Zeit-Online.de hat einen längeren Bericht über den Autoren und Undercover-Reporter Günter Wallraff, genauer gesagt über seine aktuelle Aktion als "Schwarzer in Deutschland" veröffentlicht.
Wallraff, der auch mit persönlichen Kommentaren zu Wort kommt, schildert dort die ganz einfachen alltäglichen Mühen, die ein Schwarzer in Deutschland hat, bis hin zu wildem Opportunismus von offiziellen Stellen. Die Ironie in seinem Bericht liegt daran, dass er nach eigener Aussage nur einmal beinahe enttarnt worden wäre. Alle anderen haben nicht hingesehen, bzw. nach seiner Hautfarbe beurteilt und behandelt. Versteht mich nicht falsch, ich hätte ihn wohl auch nicht erkannt, dazu kenne ich ihn nicht gut genug. Es soll in diesem Blog auch gar nicht um Diskriminierung, Eingliederung und dergleichen gehen. Nein, ich will hier und heute der deutschen Öffentlichkeit einen Zahn ziehen. Einen langen mit schmerzhaft verwachsener Wurzel und Geschwüren im Fleisch, der mich schon lange beschäftigt.

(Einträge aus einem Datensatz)
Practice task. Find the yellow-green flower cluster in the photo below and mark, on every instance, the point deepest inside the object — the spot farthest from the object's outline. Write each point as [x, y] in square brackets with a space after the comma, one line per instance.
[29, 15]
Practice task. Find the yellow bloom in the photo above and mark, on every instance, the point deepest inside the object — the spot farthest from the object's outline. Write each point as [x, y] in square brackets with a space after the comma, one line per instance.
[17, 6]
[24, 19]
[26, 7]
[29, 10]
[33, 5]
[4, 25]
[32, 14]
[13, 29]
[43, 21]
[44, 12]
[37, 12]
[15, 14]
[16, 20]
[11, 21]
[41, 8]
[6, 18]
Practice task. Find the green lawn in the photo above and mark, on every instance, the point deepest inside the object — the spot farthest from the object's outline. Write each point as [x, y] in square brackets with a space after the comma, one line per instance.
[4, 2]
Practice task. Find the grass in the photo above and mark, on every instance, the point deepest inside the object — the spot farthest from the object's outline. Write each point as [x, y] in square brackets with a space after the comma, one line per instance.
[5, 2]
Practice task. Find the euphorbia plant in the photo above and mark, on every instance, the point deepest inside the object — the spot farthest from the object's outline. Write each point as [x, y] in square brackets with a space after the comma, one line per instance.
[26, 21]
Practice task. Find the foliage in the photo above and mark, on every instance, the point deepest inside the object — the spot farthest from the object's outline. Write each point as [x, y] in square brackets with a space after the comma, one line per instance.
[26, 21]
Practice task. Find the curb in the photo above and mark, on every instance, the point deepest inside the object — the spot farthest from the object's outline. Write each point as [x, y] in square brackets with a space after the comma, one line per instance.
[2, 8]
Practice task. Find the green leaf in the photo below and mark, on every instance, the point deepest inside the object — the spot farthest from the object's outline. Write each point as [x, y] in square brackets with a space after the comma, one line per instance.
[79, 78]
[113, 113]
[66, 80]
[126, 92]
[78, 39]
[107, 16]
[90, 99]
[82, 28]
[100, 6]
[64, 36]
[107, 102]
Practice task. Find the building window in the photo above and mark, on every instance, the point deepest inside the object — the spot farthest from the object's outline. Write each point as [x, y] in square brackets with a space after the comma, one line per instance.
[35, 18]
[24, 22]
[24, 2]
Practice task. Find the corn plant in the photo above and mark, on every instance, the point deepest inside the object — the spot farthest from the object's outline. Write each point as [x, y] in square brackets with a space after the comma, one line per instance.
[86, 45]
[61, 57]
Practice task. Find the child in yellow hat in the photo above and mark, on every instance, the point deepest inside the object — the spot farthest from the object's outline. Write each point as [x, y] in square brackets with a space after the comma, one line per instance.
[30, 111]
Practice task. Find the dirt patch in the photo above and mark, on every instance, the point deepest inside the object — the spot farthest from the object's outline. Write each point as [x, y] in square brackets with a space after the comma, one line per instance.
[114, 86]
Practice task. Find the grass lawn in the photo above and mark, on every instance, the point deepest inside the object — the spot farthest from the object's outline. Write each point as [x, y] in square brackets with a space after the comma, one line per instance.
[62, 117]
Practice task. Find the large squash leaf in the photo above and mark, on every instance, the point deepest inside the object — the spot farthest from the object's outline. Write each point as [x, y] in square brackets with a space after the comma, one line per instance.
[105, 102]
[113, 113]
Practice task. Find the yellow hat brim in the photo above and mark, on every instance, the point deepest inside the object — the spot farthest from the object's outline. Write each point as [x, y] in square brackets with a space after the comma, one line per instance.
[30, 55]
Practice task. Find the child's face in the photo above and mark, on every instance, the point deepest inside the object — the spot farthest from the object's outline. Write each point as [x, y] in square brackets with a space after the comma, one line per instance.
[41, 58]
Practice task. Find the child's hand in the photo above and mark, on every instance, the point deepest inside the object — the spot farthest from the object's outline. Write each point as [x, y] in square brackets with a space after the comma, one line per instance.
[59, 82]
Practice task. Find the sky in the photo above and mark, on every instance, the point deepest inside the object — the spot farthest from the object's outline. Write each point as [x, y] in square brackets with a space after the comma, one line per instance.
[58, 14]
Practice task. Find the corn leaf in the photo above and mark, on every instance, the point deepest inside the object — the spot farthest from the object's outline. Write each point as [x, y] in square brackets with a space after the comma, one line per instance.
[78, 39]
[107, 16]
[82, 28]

ZU ERLEDIGENDE AUFGABEN —
(A) Gib aus dem Blogtext über Günter Wallraff die Stelle wörtlich wieder, die mit „Wallraff, der auch“ beginnt und bis einschließlich „schon lange beschäftigt.“ reicht.
(B) Wie oft wäre Wallraff laut dem Blogtext über Günter Wallraff nach eigener Aussage beinahe enttarnt worden?
Verwende dafür ausschließlich den Blogtext über Günter Wallraff.

ERWARTETE ANTWORTEN —
(A)
Wallraff, der auch mit persönlichen Kommentaren zu Wort kommt, schildert dort die ganz einfachen alltäglichen Mühen, die ein Schwarzer in Deutschland hat, bis hin zu wildem Opportunismus von offiziellen Stellen. Die Ironie in seinem Bericht liegt daran, dass er nach eigener Aussage nur einmal beinahe enttarnt worden wäre. Alle anderen haben nicht hingesehen, bzw. nach seiner Hautfarbe beurteilt und behandelt. Versteht mich nicht falsch, ich hätte ihn wohl auch nicht erkannt, dazu kenne ich ihn nicht gut genug. Es soll in diesem Blog auch gar nicht um Diskriminierung, Eingliederung und dergleichen gehen. Nein, ich will hier und heute der deutschen Öffentlichkeit einen Zahn ziehen. Einen langen mit schmerzhaft verwachsener Wurzel und Geschwüren im Fleisch, der mich schon lange beschäftigt.

(B) Nur einmal.